## [Aim]
Recast the rows below as a single numbered list, leaving out any blank lines.

start Exercise material

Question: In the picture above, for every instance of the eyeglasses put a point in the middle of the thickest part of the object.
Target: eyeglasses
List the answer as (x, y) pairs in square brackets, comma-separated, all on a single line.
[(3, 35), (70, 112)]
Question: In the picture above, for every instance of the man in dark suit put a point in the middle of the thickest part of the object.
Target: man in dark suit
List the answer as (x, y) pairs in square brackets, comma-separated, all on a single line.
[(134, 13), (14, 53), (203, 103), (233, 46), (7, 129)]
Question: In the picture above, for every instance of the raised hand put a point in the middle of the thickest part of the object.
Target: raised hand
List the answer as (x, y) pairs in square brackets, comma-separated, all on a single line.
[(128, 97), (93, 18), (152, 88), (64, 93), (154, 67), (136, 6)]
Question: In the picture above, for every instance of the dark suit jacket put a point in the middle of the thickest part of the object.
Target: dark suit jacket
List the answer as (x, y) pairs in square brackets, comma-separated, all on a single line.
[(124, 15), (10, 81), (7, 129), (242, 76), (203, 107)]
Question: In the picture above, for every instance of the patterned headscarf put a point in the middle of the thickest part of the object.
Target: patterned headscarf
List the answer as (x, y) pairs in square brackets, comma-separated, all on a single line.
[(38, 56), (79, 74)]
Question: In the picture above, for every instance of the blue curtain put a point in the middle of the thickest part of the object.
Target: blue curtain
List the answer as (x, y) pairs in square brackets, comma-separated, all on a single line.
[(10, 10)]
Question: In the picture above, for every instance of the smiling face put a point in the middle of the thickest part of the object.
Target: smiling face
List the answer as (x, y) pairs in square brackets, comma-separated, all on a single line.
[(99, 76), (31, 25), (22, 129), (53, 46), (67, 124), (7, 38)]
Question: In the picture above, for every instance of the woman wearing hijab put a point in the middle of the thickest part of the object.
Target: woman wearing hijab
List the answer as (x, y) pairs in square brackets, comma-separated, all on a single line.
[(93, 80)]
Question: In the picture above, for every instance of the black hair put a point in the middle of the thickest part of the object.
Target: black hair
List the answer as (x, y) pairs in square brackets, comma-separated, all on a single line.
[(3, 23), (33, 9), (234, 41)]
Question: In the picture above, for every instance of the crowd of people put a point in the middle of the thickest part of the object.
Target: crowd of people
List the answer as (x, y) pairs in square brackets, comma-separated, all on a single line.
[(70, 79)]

end Exercise material

## [Response]
1. Question: In the picture above, for every instance of the eyeglasses put a point in the middle of the thickest part of the object.
2. Target: eyeglasses
3. List the answer as (x, y) pairs in square brackets, comma-separated, all on a single line.
4. [(3, 35), (70, 112)]
5. Question: In the picture above, for every instance of the man in dark suit put a point in the middle of the thickest part of the object.
6. Target: man in dark suit
7. List the answer as (x, y) pairs in square brackets, comma-separated, all on a single line.
8. [(134, 13), (14, 53), (203, 103), (233, 46), (7, 129)]
9. Question: In the picture above, for every instance of the raised hand put a point in the middle of the thickest part of the object.
10. Target: raised hand
11. List the answer as (x, y) pairs in square brackets, comma-separated, all on a single line.
12. [(128, 97), (93, 18), (152, 88), (64, 93), (154, 67), (136, 6)]
13. Question: In the picture above, for every instance of the dark suit jacket put a point in the middle of the thickest part of the object.
14. Target: dark suit jacket
15. List the answer as (x, y) pairs in square brackets, comma-separated, all on a single line.
16. [(124, 15), (10, 81), (7, 129), (242, 76), (203, 107)]
17. Question: In the picture above, for every instance of the patterned headscarf put a point in the middle of the thickest part of the object.
18. Target: patterned headscarf
19. List the answer as (x, y) pairs in square brackets, comma-separated, all on a single line.
20. [(38, 56), (79, 74)]
21. Question: In the picture above, for every instance of the blue curtain put a point in the middle of the thickest part of the object.
22. Target: blue curtain
23. List the answer as (x, y) pairs in square brackets, comma-separated, all on a single line.
24. [(10, 10)]
25. Question: In the picture above, for every instance of the smiling face put a point in the middle of the thickest part of the object.
26. Target: smiling face
27. List the answer as (x, y) pairs in square brackets, comma-separated, all on a single line.
28. [(99, 76), (31, 25), (22, 129), (53, 46), (67, 124), (7, 38)]
29. Question: In the picture above, for every instance of the woman wearing hijab put a point in the middle of the thickest part of the object.
30. Target: woman wearing hijab
31. List the answer as (x, y) pairs in square brackets, comma-separated, all on a single line.
32. [(93, 80)]
33. Question: In the picture above, for every instance of the black hair put a point in the middle of the thickest part of the object.
34. Target: black hair
35. List the answer as (x, y) pairs in square brackets, comma-separated, all on a single line.
36. [(3, 23), (33, 9), (234, 41)]
37. Question: In the picture above, for every instance of the crowd of people put a point in the middle of the thickest part of the object.
38. Target: crowd of people
39. List the answer as (x, y) pairs in square brackets, comma-separated, all on a single line.
40. [(70, 79)]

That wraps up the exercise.